■ SUPPLIED ENTRIES:
━━━━━━━━
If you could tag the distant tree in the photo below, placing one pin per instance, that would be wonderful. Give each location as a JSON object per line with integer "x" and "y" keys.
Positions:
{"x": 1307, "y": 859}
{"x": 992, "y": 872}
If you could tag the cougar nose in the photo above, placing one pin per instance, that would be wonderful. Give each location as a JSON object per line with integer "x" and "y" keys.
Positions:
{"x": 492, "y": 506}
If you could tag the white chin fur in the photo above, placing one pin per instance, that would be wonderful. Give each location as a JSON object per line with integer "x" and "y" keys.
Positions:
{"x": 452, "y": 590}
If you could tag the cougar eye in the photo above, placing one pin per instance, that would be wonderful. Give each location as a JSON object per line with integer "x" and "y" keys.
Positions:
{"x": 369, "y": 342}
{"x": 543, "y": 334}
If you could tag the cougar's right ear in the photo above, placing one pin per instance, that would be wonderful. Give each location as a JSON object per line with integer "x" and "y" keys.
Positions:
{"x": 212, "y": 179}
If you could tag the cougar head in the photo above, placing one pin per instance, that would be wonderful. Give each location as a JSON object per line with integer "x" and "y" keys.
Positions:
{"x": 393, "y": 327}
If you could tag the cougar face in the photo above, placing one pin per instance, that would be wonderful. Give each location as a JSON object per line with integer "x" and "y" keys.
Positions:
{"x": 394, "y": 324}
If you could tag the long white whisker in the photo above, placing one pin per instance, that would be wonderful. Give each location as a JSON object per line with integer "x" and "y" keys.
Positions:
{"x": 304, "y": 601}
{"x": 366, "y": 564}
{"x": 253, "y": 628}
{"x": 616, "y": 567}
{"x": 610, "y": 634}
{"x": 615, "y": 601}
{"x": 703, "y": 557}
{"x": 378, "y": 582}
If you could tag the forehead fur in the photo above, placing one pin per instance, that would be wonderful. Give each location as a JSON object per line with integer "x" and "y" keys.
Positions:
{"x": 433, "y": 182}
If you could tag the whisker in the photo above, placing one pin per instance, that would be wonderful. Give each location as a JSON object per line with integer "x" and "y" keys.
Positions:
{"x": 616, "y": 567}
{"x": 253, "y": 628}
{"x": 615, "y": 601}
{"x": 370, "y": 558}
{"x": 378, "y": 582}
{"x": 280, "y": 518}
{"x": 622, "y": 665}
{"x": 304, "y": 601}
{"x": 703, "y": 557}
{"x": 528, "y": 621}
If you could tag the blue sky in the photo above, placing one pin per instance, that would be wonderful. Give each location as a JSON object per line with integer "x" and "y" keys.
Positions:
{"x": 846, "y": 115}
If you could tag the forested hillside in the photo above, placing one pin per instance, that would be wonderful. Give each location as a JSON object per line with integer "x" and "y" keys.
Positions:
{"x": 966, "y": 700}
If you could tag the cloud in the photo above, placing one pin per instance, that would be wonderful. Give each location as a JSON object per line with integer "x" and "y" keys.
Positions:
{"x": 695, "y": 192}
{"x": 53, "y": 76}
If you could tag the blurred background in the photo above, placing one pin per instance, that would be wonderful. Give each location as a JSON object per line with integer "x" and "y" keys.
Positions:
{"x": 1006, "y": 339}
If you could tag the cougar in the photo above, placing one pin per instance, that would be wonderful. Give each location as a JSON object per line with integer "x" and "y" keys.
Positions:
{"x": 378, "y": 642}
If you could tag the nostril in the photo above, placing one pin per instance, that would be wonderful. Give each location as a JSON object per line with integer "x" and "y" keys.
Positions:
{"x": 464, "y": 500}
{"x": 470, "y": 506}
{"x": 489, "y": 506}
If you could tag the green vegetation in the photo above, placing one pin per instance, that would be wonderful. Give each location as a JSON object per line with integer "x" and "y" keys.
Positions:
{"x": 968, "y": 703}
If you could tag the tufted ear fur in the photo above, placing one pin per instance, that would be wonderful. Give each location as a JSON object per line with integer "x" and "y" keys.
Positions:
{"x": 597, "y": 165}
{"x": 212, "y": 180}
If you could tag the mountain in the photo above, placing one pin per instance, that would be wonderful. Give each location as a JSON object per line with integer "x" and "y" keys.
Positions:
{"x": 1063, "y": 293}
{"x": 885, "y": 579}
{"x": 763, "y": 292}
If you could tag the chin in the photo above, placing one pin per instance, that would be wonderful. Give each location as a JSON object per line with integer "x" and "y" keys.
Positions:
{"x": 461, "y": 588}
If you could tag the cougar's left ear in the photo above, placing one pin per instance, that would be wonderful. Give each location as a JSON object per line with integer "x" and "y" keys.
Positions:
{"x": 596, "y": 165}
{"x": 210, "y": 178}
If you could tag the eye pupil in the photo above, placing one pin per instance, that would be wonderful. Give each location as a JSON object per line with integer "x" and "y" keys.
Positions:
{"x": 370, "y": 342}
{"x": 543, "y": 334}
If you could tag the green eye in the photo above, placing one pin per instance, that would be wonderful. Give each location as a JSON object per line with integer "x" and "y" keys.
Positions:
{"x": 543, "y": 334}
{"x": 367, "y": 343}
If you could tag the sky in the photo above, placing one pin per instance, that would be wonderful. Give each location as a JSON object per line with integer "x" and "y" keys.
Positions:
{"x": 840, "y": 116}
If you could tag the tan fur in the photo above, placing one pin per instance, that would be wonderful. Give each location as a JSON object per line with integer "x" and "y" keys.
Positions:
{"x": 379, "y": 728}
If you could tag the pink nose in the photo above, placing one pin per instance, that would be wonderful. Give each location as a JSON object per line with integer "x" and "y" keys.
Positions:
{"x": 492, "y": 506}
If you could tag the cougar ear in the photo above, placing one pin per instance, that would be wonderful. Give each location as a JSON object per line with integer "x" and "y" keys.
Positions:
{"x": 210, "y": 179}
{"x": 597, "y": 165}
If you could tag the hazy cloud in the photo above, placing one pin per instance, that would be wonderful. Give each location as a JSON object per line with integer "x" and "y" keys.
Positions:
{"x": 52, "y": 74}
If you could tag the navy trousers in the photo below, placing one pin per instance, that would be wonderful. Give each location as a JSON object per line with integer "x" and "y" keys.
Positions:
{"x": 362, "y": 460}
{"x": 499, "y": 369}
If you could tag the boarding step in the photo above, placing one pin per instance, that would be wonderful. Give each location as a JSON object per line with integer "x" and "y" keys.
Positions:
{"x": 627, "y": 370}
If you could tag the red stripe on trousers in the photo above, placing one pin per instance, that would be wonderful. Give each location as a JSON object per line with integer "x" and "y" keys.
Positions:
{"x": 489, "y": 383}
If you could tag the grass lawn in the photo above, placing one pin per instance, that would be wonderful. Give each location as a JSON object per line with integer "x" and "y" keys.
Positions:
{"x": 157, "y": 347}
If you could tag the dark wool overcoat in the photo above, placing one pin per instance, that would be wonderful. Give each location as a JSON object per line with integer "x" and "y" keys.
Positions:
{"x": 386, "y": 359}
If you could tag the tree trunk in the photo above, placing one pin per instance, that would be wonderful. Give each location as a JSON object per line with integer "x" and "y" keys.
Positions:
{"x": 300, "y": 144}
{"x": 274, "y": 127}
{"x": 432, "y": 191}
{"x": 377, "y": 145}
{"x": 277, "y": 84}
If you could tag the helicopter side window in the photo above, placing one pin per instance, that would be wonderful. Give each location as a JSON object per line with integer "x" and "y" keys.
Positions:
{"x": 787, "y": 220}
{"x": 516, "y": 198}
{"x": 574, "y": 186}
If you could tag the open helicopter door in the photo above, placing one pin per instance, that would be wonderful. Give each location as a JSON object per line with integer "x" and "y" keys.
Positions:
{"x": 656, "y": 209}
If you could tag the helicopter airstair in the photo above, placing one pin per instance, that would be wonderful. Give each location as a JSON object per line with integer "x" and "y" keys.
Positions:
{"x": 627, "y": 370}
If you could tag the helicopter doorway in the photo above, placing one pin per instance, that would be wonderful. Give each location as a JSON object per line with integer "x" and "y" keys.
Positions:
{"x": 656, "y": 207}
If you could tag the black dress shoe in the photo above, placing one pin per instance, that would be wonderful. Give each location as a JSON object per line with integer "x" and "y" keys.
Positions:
━━━━━━━━
■ WHAT TO DO:
For the string "below", work out how many lines of the entries contain it and reply with that number alone.

■ TASK RESULT:
2